WYBRANY FRAGMENT:
══════════

Zarzut usiłowania zabójstwa usłyszał wrocławski taksówkarz, który w sobotę przejechał rowerzystę ścigając go wcześniej po alejkach w parku. W poniedziałek sąd zdecyduje, czy mężczyzna zostanie tymczasowo aresztowany – poinformowała prokuratura.

REKLAMA

Rzecznik prokuratury Okręgowej prok. Justyna Pilarczyk poinformowała, że prowadząca śledztwo Prokuratura Rejonowa Wrocław Krzyki-Zachód skierowała do sądu wniosek o tymczasowe aresztowanie na trzy miesiące, zatrzymanego wczoraj Artura Ch. 37- latka kierującego samochodem osobowym.

Mężczyzna podejrzany jest o usiłowanie zabójstwa Yuriia H., który poruszał się rowerem. Zarzuca się mu umyślne potrącenie pokrzywdzonego i przejechanie przednią osią kierowanego pojazdu po jego ciele. Grozi mu kara dożywotniego pozbawienia wolności - przekazał rzecznik.

══════════

SUROWE DANE:

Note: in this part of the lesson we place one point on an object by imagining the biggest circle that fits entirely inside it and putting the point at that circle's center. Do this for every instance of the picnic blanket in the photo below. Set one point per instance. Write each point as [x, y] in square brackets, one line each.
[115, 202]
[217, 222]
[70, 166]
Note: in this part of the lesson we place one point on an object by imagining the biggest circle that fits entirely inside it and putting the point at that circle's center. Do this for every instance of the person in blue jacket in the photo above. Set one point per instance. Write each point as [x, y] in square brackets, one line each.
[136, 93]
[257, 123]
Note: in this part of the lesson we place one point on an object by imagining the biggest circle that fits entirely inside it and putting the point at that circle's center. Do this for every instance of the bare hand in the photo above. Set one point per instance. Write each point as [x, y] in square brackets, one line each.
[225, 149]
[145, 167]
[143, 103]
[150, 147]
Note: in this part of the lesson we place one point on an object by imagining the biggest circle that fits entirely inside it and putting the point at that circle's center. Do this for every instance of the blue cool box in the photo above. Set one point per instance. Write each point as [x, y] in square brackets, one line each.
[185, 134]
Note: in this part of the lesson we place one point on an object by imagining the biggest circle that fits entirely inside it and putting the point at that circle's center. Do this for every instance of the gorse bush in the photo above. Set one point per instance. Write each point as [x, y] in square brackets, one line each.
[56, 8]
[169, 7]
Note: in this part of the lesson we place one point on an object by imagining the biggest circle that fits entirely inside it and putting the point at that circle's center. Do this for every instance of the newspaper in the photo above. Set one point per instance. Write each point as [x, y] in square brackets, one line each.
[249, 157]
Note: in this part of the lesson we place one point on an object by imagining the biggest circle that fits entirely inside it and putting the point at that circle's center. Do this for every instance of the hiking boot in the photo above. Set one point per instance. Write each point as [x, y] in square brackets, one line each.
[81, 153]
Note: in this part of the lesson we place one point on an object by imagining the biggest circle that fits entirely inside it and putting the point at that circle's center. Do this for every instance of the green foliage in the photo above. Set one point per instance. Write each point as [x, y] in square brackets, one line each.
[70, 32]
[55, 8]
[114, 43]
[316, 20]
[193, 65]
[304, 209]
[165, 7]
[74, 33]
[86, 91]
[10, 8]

══════════

ĆWICZENIA:
1. Odpowiedz na pytania do tekstu o taksówkarzu:
(a) W jaki dzień sąd zdecyduje o tymczasowym aresztowaniu mężczyzny?
(b) Na jaki okres prokuratura chce tymczasowo aresztować zatrzymanego?
(c) Jaka kara grozi podejrzanemu?
2. Przedstaw w formie krótkiej listy akapit tekstu o taksówkarzu zaczynający się od słów „Mężczyzna podejrzany jest”, zachowując jego główne fakty.

ROZWIĄZANIA ĆWICZEŃ:
1.
(a) W poniedziałek.
(b) Na trzy miesiące.
(c) Kara dożywotniego pozbawienia wolności.

2.
- Zarzut: usiłowanie zabójstwa Yuriia H., który jechał rowerem
- Zarzucane czyny: umyślne potrącenie pokrzywdzonego i przejechanie przednią osią pojazdu po jego ciele
- Grożąca kara: dożywotnie pozbawienie wolności